▸ **Tasks to complete**:
**a.** Could you rewrite the piece on Starbucks' "Race Together" campaign from "Starbucks needs to" up to and including "as initially planned.", renaming "baristas" as "coffee shop workers"?
**b.** Can you carry on the piece on Starbucks' "Race Together" campaign from its last sentence?

Starbucks needs to spend less time getting involved in controversies and more time trying to learn how to spell their customers names correctly.
CEO of Starbucks, Howard Schultz, started a campaign back in March that encouraged baristas to write “Race Together” on coffee cups. He wanted employees to engage in conversations about race and diversity with customers to promote a sensitive social issue that is often overlooked.
Don’t get me wrong, talking about racial inequality is worth every second of discomfort. But is bringing up the issue while trying to order a cup of coffee the right time to do that? Absolutely not.
Now I’m not saying that there’s an “ideal” time to talk about race. It’s obvious that our society has avoided the topic long enough. I’m simply saying that writing two simple words on a cup was not as effective as initially planned.
As genuine as Schultz’s intentions may have been, there are valid reasons as to why the initiative failed after just a couple of days.
Asking customers to engage in conversations about racial inequality before there’s even a cup of coffee in their system is absurd as is their attempt at being politically correct with the solid red cup for Christmas.

▸ **Dataset content**:
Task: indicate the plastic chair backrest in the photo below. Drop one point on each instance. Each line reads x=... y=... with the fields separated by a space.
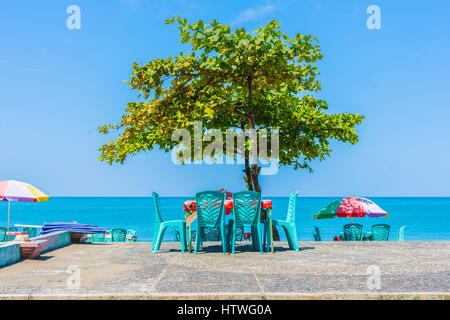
x=380 y=232
x=3 y=234
x=353 y=232
x=291 y=207
x=210 y=208
x=98 y=237
x=247 y=208
x=157 y=207
x=401 y=233
x=317 y=235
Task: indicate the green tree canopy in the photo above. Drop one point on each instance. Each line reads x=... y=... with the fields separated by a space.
x=233 y=79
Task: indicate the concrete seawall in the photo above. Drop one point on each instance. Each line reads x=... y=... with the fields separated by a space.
x=320 y=270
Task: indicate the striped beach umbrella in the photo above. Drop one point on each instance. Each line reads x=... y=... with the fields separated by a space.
x=11 y=190
x=351 y=207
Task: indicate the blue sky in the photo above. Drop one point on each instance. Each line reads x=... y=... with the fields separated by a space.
x=58 y=85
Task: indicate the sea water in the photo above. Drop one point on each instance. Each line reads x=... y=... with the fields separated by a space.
x=424 y=218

▸ **Responses to the exercise**:
**a.**
Starbucks needs to spend less time getting involved in controversies and more time trying to learn how to spell their customers names correctly.
CEO of Starbucks, Howard Schultz, started a campaign back in March that encouraged coffee shop workers to write “Race Together” on coffee cups. He wanted employees to engage in conversations about race and diversity with customers to promote a sensitive social issue that is often overlooked.
Don’t get me wrong, talking about racial inequality is worth every second of discomfort. But is bringing up the issue while trying to order a cup of coffee the right time to do that? Absolutely not.
Now I’m not saying that there’s an “ideal” time to talk about race. It’s obvious that our society has avoided the topic long enough. I’m simply saying that writing two simple words on a cup was not as effective as initially planned.

**b.**
Let’s face it, one of the main reasons people walk into Starbucks in the first place is because they are running on a few hours of sleep, and they need caffeine – now.
I highly doubt that people are willing to share their views on Ferguson, police brutality, and white privilege when they can barely manage to keep their eyes open.
America has a long history of oppression; a conversation like this requires in-depth understanding that doesn’t have Taylor Swift’s album playing in the background.
You can’t expect customers to have an in-depth conversation with a Starbucks employee when five impatient customers are in line behind them waiting to place their order. These people have jobs and classes to attend, and heavy traffic to sit through. Let’s not slow them down.
As much as Starbucks emphasized on opening the dialogue about race, it seems that not all of the executives were on board with the idea.
Starbucks Senior Vice President of Communications temporarily deleted his Twitter account due to the tremendous amount of criticism the hashtag #RaceTogether was receiving.
Customers were trying to “open the dialogue” and share their views on the issue through Twitter, but it turned out to be a one-way conversation. That’s a little contradicting, Starbucks.
According to the Washington Post, CEO Schultz shares that he wasn’t expecting universal praise with the initiative. He admitted that discontinuing the campaign was a part of the plan all along.
Another controversy that has gone viral is the company’s decision to have plain red cups this season instead of the infamous holiday cups people look forward to.
A press release from the Vice President of Design and Content at Starbucks explains that the new design is an attempt to “welcome all of our stories.”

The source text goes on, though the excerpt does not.